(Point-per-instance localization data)
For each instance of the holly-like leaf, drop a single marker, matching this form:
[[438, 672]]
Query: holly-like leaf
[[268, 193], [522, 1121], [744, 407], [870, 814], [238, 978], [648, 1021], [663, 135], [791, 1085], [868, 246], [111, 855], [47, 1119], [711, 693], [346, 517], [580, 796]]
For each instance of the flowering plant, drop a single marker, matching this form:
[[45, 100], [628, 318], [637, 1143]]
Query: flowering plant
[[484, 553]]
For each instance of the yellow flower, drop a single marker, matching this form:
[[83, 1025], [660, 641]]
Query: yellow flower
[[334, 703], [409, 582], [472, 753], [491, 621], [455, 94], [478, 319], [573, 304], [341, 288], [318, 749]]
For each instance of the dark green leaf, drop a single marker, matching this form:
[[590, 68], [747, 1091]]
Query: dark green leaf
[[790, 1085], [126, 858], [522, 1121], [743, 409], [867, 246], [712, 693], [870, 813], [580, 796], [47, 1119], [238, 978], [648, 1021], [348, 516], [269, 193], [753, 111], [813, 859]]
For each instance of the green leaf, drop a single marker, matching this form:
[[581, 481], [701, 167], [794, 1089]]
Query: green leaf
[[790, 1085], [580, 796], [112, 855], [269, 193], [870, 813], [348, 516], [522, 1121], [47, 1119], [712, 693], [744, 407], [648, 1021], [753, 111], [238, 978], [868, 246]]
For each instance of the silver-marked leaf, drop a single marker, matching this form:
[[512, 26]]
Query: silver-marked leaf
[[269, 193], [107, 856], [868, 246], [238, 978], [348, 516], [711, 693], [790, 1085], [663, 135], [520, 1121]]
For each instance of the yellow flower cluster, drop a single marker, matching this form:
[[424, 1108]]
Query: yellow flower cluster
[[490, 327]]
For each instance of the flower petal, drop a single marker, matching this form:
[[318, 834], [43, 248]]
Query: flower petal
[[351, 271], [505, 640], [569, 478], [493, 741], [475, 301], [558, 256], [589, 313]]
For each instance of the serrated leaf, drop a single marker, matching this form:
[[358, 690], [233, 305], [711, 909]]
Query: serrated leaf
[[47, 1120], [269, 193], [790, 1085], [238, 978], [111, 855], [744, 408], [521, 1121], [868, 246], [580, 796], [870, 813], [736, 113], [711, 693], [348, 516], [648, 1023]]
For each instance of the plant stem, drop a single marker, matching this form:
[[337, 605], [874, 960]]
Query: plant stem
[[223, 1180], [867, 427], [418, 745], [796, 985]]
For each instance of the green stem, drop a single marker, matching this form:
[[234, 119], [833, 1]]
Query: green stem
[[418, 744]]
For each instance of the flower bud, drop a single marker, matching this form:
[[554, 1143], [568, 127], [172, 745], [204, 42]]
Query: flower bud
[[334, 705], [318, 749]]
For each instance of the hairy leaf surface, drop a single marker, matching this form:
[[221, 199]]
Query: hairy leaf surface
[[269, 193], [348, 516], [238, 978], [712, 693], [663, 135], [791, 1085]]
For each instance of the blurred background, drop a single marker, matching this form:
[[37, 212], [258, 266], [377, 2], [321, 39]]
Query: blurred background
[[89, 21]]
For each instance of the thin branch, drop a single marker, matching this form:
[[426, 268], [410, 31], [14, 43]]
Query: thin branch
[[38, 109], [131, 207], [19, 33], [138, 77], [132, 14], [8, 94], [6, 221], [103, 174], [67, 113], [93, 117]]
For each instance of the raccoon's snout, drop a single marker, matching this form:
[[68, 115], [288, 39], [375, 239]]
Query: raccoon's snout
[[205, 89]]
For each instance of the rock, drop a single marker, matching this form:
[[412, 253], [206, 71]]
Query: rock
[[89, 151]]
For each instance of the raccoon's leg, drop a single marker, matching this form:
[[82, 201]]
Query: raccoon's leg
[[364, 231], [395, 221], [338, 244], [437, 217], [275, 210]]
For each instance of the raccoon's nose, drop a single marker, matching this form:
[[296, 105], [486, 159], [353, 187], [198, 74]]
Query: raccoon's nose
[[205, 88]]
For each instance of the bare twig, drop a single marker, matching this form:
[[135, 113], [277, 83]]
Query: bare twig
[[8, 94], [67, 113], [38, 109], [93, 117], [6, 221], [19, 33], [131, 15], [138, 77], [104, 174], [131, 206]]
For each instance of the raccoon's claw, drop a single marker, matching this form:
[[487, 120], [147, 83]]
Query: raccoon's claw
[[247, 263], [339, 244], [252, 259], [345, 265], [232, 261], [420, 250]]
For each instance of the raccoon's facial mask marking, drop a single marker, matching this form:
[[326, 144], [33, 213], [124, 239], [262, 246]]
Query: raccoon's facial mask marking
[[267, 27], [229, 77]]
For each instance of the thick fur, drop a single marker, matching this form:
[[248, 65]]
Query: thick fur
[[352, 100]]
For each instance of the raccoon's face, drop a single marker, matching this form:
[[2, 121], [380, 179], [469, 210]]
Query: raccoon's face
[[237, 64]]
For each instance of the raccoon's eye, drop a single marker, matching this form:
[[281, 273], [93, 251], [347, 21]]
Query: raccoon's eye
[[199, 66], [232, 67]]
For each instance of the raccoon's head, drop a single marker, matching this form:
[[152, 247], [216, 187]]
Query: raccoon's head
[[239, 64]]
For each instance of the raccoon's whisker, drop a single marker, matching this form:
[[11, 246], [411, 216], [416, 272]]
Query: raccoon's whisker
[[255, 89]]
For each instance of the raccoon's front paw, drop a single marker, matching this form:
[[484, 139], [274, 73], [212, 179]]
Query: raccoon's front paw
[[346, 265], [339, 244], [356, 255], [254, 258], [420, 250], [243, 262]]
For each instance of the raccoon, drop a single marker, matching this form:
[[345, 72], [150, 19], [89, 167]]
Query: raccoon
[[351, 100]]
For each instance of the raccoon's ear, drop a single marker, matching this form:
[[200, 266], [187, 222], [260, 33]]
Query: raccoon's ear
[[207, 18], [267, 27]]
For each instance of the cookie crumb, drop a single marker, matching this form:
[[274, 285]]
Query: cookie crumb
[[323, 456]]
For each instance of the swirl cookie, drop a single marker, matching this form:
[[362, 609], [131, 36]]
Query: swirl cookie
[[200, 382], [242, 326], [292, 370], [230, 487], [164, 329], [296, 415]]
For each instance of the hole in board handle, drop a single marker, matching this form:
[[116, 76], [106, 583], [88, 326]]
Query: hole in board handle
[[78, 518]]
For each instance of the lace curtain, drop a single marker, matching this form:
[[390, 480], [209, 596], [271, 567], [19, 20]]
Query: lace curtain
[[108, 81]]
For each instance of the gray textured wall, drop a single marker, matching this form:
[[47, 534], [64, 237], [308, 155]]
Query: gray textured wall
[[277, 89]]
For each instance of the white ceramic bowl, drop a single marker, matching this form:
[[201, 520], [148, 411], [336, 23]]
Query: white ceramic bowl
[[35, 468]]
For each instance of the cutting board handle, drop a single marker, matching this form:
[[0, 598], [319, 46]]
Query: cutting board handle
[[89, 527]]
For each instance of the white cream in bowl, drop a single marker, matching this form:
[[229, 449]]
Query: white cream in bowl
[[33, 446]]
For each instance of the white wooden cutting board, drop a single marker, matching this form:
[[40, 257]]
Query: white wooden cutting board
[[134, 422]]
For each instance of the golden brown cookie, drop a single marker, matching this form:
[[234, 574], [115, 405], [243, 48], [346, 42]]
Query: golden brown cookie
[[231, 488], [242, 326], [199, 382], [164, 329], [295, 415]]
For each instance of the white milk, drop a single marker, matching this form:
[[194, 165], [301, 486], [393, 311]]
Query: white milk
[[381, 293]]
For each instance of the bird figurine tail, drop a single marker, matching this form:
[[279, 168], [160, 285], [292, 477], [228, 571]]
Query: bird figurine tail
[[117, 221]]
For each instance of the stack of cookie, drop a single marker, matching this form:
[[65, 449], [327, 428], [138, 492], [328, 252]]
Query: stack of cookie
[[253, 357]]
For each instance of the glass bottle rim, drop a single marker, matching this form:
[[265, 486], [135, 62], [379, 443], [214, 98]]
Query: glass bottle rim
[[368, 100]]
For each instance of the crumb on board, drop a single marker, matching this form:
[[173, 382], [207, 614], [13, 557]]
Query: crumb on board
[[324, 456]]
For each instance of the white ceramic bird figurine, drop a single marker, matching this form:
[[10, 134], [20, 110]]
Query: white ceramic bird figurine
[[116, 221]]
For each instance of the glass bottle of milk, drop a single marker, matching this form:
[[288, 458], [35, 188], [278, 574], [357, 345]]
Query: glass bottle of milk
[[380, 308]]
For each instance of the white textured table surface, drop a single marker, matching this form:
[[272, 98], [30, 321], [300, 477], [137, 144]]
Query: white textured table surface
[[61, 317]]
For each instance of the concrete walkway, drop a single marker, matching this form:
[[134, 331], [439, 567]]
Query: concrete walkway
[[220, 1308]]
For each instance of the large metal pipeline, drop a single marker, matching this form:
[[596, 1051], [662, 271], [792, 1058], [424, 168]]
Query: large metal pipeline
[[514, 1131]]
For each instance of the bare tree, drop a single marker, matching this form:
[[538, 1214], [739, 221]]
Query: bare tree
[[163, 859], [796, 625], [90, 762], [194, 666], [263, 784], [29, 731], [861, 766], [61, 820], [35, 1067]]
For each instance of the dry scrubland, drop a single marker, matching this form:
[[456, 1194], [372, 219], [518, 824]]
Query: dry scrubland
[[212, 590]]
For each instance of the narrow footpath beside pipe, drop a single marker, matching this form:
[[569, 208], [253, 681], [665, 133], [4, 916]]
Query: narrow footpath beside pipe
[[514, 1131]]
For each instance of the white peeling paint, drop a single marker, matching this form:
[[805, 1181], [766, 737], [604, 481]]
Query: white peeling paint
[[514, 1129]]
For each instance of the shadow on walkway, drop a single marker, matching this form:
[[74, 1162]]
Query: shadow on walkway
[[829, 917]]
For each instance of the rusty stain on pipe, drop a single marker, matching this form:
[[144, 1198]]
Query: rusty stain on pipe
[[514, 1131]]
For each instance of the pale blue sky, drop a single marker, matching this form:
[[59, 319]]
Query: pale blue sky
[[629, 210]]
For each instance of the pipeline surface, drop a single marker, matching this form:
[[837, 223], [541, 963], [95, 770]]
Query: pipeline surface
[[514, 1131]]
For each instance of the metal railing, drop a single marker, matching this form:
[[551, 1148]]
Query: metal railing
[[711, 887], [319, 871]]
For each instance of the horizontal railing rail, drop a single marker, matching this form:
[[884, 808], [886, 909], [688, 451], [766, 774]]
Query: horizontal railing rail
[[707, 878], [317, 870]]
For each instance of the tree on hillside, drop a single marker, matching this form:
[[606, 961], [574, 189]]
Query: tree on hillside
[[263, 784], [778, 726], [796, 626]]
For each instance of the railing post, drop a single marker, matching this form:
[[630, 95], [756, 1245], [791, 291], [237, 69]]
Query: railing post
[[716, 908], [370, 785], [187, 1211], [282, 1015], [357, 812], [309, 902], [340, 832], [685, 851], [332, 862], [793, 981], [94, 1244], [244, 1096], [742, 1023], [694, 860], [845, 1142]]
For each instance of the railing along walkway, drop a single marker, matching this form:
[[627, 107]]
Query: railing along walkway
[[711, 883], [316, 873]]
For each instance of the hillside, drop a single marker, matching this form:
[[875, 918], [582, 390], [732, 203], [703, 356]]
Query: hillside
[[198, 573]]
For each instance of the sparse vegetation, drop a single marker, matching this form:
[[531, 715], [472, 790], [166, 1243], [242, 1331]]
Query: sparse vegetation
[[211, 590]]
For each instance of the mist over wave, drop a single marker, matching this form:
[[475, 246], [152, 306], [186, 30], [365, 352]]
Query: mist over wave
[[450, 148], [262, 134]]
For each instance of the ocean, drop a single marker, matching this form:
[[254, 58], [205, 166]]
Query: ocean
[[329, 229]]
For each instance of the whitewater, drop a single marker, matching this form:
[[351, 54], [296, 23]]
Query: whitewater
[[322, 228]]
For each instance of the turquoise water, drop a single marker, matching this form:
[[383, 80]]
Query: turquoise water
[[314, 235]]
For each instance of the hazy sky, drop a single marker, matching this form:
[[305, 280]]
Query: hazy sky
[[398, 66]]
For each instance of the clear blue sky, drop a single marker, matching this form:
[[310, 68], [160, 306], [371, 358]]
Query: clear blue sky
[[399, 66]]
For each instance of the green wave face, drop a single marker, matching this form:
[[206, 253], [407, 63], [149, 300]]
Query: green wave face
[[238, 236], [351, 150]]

▶ Your instructions: Restate exactly the records above from their first line through the line that holds "[[83, 1025], [660, 641]]", please, including both and leaving out all others.

▶ Answer to this exercise:
For each instance of the holly-like leaf, drop a single marker, matching this form:
[[438, 672]]
Query: holly-like leaf
[[268, 193], [522, 1121], [744, 407], [870, 814], [238, 978], [648, 1021], [663, 135], [791, 1085], [868, 246], [111, 855], [47, 1119], [711, 693], [346, 517], [580, 796]]
For each instance of the flowering plant, drop a single marker, matching this form:
[[45, 100], [628, 318], [637, 1143]]
Query: flowering plant
[[484, 553]]
For each instance of the yellow flower, drop a single marker, matching this form:
[[83, 1025], [660, 641]]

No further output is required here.